» **Document**:
While the precise dates vary regarding when and what types of nuclear weapons would have been stored and maintained at each Weapons Storage Areas around the globe, the procedures being performed on those nuclear weapons would have been the same for any weapon of the "open pit" type.  In the case of the Biggs AFB WSA, according to the July 2013 report, between 1955 and 1959 open pit nuclear bombs were stored and maintained there, and other nuclear weapons continued to be stored there until 1966.  It's quite possible some of those weapons would have used polonium-beryllium initiators discussed in the Sandy Brook WSA write up above; with a halflife of 138 days (under four months), the maintenance on the open pit bombs must have been taking place every few months on a rotating schedule.  I don't know how many detonators would have been stored in their C Structures at Biggs, but if we grab a round number of 100, every 3 months, for 4 years... that's 1600 cleanings of the pit, and a lot of contaminated Kimwipes buried in the back yard.

» **Exercise input**:

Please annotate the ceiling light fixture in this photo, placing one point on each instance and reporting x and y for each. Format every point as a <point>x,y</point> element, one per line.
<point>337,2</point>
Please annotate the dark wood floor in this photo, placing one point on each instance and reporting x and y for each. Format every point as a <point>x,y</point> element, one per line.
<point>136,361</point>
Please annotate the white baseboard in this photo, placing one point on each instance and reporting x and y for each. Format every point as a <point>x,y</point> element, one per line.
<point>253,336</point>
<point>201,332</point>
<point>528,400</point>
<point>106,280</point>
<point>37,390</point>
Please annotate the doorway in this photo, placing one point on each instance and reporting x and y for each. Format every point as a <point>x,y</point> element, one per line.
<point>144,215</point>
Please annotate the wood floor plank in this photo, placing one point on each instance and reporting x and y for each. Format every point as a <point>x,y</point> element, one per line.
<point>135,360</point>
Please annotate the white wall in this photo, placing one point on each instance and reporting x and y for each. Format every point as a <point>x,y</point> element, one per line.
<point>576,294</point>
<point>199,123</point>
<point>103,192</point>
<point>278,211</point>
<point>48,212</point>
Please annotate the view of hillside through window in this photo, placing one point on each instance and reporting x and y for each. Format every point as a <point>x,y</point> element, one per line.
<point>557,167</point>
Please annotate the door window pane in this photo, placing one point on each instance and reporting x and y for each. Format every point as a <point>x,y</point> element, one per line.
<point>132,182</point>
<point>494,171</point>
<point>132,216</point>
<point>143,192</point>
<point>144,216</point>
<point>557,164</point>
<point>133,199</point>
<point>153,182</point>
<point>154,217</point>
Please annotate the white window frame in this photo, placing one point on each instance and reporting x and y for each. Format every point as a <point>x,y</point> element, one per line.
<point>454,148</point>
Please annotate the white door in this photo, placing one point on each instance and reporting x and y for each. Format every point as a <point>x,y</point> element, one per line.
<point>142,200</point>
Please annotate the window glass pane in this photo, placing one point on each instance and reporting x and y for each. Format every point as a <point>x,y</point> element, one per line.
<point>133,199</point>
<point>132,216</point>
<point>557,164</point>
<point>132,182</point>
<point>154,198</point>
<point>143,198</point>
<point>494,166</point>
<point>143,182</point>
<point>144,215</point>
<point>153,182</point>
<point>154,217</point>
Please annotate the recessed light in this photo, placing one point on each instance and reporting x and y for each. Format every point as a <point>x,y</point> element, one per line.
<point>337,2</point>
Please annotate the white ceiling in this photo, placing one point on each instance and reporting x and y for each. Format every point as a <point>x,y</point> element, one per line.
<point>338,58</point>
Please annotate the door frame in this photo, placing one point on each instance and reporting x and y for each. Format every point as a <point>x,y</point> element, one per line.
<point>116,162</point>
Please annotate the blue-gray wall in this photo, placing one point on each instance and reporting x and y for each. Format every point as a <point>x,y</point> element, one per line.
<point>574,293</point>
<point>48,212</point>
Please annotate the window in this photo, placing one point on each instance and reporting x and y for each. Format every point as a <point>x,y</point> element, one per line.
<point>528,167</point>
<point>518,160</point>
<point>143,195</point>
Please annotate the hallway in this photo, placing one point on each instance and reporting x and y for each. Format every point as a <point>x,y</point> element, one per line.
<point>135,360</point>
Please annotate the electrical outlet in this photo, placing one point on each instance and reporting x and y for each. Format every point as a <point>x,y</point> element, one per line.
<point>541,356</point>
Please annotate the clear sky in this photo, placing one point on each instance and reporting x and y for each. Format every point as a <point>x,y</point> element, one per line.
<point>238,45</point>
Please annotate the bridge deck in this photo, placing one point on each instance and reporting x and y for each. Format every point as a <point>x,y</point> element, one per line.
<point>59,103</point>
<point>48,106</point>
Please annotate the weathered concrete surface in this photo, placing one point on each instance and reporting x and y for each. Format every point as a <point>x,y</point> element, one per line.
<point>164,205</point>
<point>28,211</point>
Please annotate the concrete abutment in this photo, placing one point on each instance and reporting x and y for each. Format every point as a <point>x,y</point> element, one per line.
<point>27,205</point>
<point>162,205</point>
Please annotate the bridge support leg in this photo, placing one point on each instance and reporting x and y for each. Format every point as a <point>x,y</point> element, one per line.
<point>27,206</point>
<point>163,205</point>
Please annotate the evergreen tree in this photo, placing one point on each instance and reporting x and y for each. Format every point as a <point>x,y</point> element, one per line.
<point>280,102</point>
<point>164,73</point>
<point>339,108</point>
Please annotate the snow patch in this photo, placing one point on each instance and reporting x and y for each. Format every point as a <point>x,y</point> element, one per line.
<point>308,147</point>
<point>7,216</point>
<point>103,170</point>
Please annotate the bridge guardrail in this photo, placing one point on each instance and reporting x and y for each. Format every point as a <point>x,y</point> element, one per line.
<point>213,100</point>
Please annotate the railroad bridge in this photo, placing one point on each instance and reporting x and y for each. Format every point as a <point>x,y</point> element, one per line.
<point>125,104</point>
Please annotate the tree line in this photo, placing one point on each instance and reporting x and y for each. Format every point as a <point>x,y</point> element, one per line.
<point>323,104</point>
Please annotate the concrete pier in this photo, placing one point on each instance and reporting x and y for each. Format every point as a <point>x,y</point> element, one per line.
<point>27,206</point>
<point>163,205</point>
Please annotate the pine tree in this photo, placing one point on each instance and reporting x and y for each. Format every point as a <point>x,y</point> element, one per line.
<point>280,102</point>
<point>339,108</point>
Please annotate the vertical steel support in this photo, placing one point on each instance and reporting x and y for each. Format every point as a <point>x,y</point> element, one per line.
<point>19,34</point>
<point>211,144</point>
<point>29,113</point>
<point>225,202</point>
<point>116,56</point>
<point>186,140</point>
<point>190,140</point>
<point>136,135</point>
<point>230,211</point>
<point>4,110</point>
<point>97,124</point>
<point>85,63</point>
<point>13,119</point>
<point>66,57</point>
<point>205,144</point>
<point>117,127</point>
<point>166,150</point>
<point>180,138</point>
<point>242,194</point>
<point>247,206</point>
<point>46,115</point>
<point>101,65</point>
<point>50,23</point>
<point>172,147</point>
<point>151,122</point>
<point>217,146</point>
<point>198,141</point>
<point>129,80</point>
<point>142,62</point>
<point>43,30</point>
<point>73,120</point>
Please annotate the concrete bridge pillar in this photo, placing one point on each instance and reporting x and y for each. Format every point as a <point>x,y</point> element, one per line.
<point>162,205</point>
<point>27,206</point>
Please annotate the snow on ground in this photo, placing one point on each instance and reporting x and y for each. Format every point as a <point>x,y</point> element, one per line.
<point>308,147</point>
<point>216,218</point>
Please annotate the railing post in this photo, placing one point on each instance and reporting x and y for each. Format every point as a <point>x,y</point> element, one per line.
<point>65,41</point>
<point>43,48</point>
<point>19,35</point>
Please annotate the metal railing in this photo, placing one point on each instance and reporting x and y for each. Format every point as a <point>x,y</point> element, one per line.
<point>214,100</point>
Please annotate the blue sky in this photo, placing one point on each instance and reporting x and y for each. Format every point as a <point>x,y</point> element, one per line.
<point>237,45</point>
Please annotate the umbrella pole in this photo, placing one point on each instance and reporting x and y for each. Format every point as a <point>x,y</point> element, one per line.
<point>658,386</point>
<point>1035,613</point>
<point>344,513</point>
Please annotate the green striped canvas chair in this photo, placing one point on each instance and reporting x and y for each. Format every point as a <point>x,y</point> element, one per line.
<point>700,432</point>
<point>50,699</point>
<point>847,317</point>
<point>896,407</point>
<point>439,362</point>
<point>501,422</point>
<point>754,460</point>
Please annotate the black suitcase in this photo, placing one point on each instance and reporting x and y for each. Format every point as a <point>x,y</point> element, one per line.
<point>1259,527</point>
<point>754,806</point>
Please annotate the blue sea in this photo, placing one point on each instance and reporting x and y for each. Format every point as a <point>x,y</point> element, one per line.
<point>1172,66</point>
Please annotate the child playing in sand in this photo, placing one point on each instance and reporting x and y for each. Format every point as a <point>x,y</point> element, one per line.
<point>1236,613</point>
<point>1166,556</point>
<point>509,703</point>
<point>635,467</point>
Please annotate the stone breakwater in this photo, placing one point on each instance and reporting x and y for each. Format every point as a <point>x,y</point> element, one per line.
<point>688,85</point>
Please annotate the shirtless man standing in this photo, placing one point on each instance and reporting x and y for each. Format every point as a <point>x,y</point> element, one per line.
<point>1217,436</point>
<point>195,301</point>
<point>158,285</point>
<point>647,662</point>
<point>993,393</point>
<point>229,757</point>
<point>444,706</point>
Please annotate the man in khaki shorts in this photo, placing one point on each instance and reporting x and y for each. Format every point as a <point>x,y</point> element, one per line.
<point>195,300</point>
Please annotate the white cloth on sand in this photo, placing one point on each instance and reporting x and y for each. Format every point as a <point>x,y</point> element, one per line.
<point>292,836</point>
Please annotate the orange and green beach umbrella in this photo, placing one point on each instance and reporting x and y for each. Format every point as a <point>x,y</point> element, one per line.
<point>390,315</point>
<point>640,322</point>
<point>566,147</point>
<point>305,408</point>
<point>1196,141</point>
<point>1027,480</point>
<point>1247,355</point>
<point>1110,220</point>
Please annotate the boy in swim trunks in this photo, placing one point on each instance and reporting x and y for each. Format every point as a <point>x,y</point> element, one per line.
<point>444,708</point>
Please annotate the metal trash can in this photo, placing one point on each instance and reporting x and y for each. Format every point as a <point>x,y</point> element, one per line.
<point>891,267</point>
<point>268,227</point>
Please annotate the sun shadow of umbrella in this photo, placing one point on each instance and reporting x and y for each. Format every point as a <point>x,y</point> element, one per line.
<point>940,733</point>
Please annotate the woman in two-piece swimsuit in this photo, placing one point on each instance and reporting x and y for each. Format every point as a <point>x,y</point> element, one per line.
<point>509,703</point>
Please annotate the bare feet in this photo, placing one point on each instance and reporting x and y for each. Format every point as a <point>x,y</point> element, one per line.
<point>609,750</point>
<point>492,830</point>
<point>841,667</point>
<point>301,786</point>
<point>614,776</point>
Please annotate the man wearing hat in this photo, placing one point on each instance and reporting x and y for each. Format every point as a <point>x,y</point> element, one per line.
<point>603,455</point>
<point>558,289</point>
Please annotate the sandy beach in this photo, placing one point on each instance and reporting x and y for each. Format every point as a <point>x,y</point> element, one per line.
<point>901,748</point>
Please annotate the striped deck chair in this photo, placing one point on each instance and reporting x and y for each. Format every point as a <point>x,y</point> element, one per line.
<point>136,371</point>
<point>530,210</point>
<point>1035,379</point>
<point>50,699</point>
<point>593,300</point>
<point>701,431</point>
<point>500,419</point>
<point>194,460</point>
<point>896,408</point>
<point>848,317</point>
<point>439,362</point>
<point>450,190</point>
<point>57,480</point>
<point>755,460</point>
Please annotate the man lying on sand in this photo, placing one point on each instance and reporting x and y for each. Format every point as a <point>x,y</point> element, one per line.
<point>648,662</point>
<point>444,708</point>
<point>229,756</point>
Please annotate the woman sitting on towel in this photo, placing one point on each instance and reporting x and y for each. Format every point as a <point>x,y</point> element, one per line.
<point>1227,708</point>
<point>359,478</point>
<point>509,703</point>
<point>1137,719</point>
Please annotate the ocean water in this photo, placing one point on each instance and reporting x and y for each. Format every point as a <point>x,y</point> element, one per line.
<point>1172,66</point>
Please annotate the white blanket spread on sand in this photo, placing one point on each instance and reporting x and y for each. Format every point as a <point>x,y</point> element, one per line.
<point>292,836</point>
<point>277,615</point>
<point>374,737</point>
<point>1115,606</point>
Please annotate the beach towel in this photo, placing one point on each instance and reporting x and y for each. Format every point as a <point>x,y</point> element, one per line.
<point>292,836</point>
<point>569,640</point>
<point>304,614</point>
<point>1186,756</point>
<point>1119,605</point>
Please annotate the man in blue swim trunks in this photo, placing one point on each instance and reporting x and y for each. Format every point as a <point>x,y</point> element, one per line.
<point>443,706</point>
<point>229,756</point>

» **Given exercise 1**: Copy the records verbatim, starting at the line containing "Please annotate the evergreen" and ending at the line containing "<point>103,170</point>", with both of those lines included.
» **Given exercise 2**: Continue the passage on Biggs AFB weapons storage from its final sentence.
The passage on Biggs AFB weapons storage and the records have no connection to each other.

» **Exercise result 1**:
Please annotate the evergreen tree in this photo, placing one point on each instance and reporting x and y for each. Format every point as a <point>x,y</point> element, one per line.
<point>280,102</point>
<point>164,73</point>
<point>339,108</point>
Please annotate the snow patch in this photo, placing one point on each instance and reporting x and y for each. Format every point as a <point>x,y</point> element, one per line.
<point>308,147</point>
<point>7,216</point>
<point>103,170</point>

» **Exercise result 2**:
My point is, the radioactive contamination that was "discovered" at Biggs in 2013 is a result of standard operating procedures in handling and maintaining the nuclear weapons of the 1950s that the DoD doesn't discuss.  It was not contamination from an "accident" that was a one-off.  I suspect that the Florida veteran who brought up the issue didn't do so quietly, and the US Army was forced to talk about nuclear weapons that existed there, or did so accidentally before talking to another department.  I'm going to further speculate that not only is this not a surprise to the DoD, it's likely known at a Secret or above level commonly, in the right circles.  The ramification of this information getting out is that world governments will know everywhere there was a US Strategic Air Command base in the 1950s, there were nuclear weapons (regardless if the host country allowed them), and every base  that had nuclear weapons with open pits (all of them in the 1950s), was left with painted over radioactive dust in concrete igloos that to this day emit Alpha particles and Beta particles.  Also, the report above shows the Alpha particles are stopped by the paint, but, the Beta radiation goes right through the paint, losing only a little power.

Didn't the United States Strategic Air Command build a Weapons Storage Area at Goose Air Base around the same time?

Why yes, yes they did.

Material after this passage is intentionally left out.